Go through the material below and copy each line where the word "item" appears.

● PROVIDED RECORDS

....................

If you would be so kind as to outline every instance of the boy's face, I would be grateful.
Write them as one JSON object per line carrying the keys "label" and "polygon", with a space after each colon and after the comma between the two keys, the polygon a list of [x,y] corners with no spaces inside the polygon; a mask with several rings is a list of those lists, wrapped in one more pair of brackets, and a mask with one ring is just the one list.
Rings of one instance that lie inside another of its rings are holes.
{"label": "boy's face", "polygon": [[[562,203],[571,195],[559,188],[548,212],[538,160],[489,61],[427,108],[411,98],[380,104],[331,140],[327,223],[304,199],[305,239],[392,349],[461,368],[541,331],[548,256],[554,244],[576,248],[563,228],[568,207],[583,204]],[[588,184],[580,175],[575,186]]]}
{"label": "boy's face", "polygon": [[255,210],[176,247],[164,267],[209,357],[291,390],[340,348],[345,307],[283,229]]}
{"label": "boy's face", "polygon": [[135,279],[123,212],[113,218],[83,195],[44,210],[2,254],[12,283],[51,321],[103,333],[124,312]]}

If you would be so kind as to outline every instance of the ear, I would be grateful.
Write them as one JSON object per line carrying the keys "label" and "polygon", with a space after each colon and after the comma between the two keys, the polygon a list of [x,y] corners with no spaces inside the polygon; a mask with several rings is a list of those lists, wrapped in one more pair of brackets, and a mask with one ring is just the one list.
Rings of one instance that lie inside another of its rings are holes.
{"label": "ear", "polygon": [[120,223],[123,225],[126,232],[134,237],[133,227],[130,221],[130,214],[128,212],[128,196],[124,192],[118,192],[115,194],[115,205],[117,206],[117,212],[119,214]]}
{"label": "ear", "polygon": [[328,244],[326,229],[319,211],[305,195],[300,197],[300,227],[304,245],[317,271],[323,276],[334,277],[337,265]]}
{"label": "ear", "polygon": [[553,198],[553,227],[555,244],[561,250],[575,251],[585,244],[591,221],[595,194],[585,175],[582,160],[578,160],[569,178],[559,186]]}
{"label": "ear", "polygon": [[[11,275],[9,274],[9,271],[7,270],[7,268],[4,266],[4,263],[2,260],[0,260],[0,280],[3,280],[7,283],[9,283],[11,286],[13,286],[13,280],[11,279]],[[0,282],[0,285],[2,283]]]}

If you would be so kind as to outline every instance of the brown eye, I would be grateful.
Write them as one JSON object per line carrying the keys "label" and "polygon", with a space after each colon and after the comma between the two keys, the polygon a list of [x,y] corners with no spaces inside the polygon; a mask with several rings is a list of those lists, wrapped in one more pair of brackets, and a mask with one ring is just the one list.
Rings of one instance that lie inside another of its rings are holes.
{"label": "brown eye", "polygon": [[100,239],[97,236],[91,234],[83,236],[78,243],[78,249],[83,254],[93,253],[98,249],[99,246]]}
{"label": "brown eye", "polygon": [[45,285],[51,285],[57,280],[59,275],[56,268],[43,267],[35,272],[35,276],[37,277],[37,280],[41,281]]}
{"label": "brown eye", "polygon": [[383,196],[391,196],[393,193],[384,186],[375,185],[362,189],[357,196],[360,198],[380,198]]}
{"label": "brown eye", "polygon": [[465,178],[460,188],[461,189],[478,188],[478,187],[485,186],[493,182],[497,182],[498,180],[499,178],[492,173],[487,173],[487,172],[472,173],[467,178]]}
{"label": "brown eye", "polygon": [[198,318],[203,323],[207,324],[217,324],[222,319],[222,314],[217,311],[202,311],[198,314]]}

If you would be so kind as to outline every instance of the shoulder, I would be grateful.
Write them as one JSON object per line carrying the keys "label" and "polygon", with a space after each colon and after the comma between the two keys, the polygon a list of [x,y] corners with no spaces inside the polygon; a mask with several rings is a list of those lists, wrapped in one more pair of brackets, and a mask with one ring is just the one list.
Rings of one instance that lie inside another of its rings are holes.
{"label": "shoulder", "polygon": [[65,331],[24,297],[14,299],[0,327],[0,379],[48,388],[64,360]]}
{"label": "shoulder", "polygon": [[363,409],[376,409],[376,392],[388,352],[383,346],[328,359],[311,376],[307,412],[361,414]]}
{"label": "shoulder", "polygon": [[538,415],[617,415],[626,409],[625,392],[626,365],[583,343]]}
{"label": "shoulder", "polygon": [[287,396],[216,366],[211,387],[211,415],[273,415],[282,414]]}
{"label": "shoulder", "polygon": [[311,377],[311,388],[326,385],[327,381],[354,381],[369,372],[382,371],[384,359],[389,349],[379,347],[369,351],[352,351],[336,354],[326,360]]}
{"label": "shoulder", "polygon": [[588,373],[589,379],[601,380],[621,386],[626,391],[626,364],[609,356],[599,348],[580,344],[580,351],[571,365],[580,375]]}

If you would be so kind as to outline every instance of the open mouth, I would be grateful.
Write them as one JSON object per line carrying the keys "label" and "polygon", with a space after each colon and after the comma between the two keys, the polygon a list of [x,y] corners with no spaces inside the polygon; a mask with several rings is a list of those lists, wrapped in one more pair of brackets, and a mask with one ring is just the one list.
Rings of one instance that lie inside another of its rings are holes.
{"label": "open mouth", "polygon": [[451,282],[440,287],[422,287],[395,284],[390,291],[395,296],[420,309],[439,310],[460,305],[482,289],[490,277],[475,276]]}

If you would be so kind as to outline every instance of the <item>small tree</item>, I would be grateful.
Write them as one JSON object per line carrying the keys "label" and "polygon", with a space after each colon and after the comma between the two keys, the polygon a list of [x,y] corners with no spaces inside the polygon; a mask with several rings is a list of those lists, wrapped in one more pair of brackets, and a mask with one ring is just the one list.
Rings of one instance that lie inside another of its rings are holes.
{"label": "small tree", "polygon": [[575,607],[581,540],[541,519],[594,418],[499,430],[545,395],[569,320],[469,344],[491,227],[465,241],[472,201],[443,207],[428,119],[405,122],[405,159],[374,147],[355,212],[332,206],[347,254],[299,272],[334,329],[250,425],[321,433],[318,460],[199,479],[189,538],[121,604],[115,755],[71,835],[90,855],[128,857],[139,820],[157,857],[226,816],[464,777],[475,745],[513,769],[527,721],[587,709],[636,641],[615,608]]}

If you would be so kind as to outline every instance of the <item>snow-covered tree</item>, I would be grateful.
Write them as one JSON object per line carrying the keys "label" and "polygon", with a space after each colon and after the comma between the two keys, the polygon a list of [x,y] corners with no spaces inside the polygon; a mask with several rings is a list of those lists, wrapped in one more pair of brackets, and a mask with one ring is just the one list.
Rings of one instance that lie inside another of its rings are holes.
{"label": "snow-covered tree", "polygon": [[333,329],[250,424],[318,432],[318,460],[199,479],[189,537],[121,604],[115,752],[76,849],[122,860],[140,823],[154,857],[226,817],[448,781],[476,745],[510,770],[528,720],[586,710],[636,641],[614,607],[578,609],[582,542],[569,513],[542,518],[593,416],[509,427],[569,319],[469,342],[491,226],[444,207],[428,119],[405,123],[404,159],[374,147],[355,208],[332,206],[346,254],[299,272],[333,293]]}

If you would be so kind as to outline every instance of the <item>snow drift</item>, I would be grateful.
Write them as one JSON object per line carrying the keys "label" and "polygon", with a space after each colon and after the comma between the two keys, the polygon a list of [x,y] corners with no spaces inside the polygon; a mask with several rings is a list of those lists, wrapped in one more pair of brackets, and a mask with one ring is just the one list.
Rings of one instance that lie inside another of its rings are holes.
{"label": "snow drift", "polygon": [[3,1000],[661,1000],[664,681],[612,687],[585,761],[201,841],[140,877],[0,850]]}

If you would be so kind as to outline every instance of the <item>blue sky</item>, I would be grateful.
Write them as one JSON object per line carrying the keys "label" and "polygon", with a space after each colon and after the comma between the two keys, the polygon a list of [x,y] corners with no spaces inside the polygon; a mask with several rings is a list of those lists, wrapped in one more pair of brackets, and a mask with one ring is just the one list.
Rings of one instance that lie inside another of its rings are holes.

....................

● RESPONSE TO THE TASK
If you would be so kind as to outline every instance of the <item>small tree</item>, I would be grateful.
If you would be so kind as to outline every instance of the <item>snow-covered tree</item>, I would be grateful.
If you would be so kind as to outline every instance of the <item>snow drift</item>, I would be grateful.
If you would be so kind as to outline every instance of the <item>blue sky</item>, I would be grateful.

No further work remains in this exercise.